> [Supplied text]:

### Heroes Of Pymoli Data Analysis
* Of the 1163 active players, the vast majority are male (84%). There also exists, a smaller, but notable proportion of female players (14%).

* Our peak age demographic falls between 20-24 (44.8%) with secondary groups falling between 15-19 (18.60%) and 25-29 (13.4%).  
-----

### Note
* Instructions have been included for each segment. You do not have to follow them exactly, but they are included to help you think through the steps.

In [17]:
# Dependencies and Setup
import pandas as pd
import numpy as np
from IPython.core.interactiveshell import InteractiveShell
InteractiveShell.ast_node_interactivity = "all"
from prettytable import PrettyTable
# Download csv data
file_to_load = "purchase_data.csv"

# Read Purchasing File and store into Pandas data frame
purchase_data = pd.read_csv(file_to_load)

## Player Count

* Display the total number of players


In [23]:

# set up Total player count add data to a table

Total_Players = purchase_data['SN'].count()
Total_Players = {'Total Players': Total_Players}
Total_Playersdf = pd.Series(Total_Players)
 
t = PrettyTable(['Total Players'])
t.add_row(Total_Playersdf)
print (t)

+---------------+
| Total Players |
+---------------+
|      780      |
+---------------+


## Purchasing Analysis (Total)

* Run basic calculations to obtain number of unique items, average price, etc.


* Create a summary data frame to hold the results


* Optional: give the displayed data cleaner formatting


* Display the summary data frame


In [60]:

# Format Average_Price calculate analysis tools
Average_Price = {'Average Price': ('${:,.2f}'.format (purchase_data['Price'].mean()))}                                  
list_para = [(purchase_data['Item Name'].nunique()), ('${:,.2f}'.format (purchase_data['Price'].mean())), (purchase_data['SN'].count()), 
             ('${:,.2f}'.format (purchase_data['Price'].sum()))]

# set up Pretty Table and print
x = PrettyTable()
x.field_names = ["Number unique items", "Average Price", "Total Purchases", "Total Revenue"]
x.add_row(list_para)
print (x)

> [Supplied records]:
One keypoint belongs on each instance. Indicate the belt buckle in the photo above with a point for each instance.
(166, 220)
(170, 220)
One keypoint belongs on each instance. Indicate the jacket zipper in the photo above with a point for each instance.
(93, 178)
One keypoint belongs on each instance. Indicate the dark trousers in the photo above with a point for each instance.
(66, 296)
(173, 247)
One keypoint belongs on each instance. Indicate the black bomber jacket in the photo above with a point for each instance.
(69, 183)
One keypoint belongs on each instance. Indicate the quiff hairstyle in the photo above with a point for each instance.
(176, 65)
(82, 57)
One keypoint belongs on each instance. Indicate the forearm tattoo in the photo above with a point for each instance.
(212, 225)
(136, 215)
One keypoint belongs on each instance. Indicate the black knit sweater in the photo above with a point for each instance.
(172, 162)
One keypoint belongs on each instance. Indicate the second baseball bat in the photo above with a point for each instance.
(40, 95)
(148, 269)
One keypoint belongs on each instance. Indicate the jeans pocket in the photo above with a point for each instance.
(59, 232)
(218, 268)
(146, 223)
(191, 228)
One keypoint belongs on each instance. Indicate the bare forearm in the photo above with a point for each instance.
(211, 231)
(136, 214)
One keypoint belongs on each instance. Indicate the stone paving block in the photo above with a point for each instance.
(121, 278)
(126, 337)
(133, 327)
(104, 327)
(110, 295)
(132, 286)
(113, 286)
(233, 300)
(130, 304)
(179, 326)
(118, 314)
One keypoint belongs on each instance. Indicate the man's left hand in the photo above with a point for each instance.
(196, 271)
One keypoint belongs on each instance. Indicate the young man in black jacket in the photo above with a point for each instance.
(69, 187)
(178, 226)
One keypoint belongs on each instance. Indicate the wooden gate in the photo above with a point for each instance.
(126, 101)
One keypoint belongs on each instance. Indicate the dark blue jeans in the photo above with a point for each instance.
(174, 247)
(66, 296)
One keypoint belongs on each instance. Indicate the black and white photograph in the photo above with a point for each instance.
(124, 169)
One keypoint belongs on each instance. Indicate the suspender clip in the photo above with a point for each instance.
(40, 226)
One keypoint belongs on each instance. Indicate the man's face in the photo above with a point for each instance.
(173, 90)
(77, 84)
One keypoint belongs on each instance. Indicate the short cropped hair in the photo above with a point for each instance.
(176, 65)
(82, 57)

* * *

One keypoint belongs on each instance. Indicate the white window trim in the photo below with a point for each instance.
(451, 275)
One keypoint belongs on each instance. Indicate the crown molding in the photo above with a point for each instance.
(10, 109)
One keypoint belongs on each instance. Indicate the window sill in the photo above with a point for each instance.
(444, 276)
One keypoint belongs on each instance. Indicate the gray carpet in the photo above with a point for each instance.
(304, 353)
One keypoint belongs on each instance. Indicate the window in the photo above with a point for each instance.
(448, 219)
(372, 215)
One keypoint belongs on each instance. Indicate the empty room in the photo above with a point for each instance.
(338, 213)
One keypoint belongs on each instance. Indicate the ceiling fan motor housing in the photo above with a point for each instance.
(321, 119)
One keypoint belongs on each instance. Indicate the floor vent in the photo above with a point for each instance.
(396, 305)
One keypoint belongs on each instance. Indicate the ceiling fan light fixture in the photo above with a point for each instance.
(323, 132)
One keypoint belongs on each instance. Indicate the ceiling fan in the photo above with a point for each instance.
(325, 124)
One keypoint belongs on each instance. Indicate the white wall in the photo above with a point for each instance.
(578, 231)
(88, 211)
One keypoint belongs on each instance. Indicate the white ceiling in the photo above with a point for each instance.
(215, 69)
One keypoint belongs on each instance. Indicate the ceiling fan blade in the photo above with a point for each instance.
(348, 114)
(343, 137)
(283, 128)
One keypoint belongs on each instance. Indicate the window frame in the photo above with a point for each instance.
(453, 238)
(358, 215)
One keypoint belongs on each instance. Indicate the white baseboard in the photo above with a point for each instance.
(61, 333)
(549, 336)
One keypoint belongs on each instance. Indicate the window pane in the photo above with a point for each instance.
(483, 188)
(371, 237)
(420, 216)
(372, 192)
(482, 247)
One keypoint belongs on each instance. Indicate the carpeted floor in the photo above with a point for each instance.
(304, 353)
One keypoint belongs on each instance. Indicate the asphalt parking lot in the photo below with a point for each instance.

--

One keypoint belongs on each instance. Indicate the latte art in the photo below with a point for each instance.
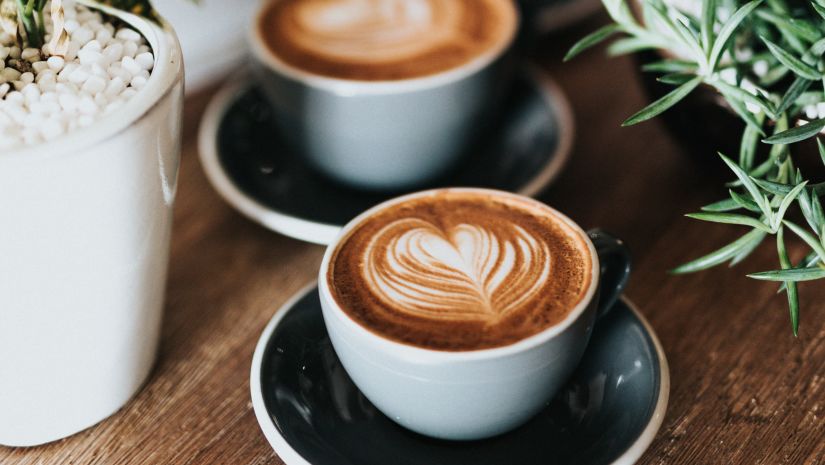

> [Objective]: Reproduce word for word the passage of the Heroes of Pymoli data analysis that begins with the words containing "## Player Count" and ends with "Total_Playersdf = pd.Series(Total_Players)".

> [Exercise answer]:
## Player Count

* Display the total number of players


In [23]:

# set up Total player count add data to a table

Total_Players = purchase_data['SN'].count()
Total_Players = {'Total Players': Total_Players}
Total_Playersdf = pd.Series(Total_Players)